Description of the task: Locate every line in the material below that contains the string "green", and reproduce each such line in full.

Material supplied:
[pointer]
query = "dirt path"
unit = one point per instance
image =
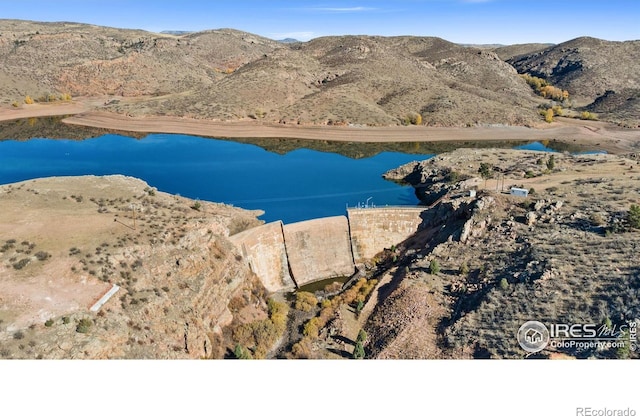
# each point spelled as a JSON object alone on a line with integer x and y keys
{"x": 85, "y": 110}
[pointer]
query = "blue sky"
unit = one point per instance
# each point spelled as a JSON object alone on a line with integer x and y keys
{"x": 463, "y": 21}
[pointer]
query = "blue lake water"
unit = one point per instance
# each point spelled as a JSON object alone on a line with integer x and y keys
{"x": 296, "y": 186}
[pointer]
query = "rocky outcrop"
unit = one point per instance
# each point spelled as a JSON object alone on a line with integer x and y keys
{"x": 176, "y": 268}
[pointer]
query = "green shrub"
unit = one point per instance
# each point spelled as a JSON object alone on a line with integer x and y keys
{"x": 84, "y": 325}
{"x": 585, "y": 115}
{"x": 551, "y": 162}
{"x": 20, "y": 264}
{"x": 42, "y": 255}
{"x": 434, "y": 267}
{"x": 633, "y": 216}
{"x": 305, "y": 301}
{"x": 358, "y": 351}
{"x": 241, "y": 353}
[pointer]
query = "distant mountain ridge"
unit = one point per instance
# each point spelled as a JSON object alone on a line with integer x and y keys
{"x": 227, "y": 74}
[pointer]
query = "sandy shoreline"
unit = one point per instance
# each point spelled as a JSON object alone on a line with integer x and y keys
{"x": 603, "y": 135}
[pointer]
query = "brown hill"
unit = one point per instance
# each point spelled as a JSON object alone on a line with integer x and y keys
{"x": 66, "y": 241}
{"x": 565, "y": 253}
{"x": 588, "y": 68}
{"x": 226, "y": 74}
{"x": 511, "y": 51}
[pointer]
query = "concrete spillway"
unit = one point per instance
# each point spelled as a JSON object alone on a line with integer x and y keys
{"x": 286, "y": 256}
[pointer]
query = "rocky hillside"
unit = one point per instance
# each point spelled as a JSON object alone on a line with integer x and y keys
{"x": 226, "y": 74}
{"x": 565, "y": 254}
{"x": 67, "y": 241}
{"x": 602, "y": 73}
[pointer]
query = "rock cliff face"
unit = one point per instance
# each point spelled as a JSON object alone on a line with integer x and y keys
{"x": 176, "y": 268}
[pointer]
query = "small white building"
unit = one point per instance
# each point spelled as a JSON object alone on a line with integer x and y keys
{"x": 520, "y": 192}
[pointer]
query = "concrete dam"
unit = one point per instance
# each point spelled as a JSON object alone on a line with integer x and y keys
{"x": 286, "y": 256}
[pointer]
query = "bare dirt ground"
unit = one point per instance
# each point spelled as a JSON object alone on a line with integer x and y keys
{"x": 608, "y": 137}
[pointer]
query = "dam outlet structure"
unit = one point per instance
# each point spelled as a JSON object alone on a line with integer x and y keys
{"x": 288, "y": 256}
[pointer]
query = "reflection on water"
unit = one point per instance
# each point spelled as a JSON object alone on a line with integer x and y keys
{"x": 289, "y": 179}
{"x": 299, "y": 185}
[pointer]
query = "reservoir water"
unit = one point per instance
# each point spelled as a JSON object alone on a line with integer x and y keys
{"x": 297, "y": 185}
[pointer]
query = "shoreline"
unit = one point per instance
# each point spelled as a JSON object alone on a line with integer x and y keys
{"x": 601, "y": 135}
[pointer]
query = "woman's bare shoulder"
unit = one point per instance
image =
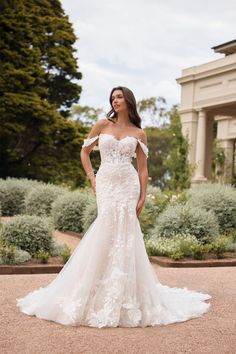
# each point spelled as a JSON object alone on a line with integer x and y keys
{"x": 102, "y": 122}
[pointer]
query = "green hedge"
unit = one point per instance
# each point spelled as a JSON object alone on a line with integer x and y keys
{"x": 28, "y": 232}
{"x": 39, "y": 200}
{"x": 12, "y": 195}
{"x": 67, "y": 211}
{"x": 219, "y": 199}
{"x": 186, "y": 219}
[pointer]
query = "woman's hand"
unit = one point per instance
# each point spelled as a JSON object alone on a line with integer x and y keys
{"x": 140, "y": 206}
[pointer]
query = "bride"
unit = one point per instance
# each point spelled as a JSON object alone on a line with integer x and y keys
{"x": 108, "y": 281}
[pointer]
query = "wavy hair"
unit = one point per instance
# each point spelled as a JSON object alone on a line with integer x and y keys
{"x": 131, "y": 106}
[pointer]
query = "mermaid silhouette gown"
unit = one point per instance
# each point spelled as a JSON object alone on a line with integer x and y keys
{"x": 108, "y": 281}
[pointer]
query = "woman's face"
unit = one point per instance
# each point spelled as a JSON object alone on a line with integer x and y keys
{"x": 118, "y": 101}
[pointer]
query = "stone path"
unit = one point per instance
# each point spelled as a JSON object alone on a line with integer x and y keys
{"x": 212, "y": 333}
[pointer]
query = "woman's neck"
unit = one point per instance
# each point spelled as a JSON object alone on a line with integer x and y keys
{"x": 123, "y": 120}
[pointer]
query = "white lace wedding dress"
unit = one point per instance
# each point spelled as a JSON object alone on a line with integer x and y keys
{"x": 108, "y": 281}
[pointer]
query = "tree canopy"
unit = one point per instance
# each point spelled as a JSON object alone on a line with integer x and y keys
{"x": 38, "y": 84}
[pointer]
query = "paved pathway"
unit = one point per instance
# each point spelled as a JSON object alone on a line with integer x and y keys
{"x": 212, "y": 333}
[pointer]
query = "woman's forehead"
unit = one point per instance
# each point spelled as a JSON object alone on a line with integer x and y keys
{"x": 117, "y": 93}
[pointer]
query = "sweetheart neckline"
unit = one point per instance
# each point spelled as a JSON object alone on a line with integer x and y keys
{"x": 127, "y": 136}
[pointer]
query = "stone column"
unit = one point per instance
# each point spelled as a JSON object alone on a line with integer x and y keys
{"x": 228, "y": 146}
{"x": 200, "y": 148}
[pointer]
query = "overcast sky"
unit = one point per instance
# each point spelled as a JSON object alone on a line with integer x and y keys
{"x": 144, "y": 44}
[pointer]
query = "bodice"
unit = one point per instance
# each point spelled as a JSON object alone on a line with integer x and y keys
{"x": 113, "y": 150}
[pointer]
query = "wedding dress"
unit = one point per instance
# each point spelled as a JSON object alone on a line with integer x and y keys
{"x": 109, "y": 281}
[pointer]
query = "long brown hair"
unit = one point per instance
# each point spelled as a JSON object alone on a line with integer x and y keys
{"x": 131, "y": 106}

Exercise response:
query = "green shrub"
query = "green hedge"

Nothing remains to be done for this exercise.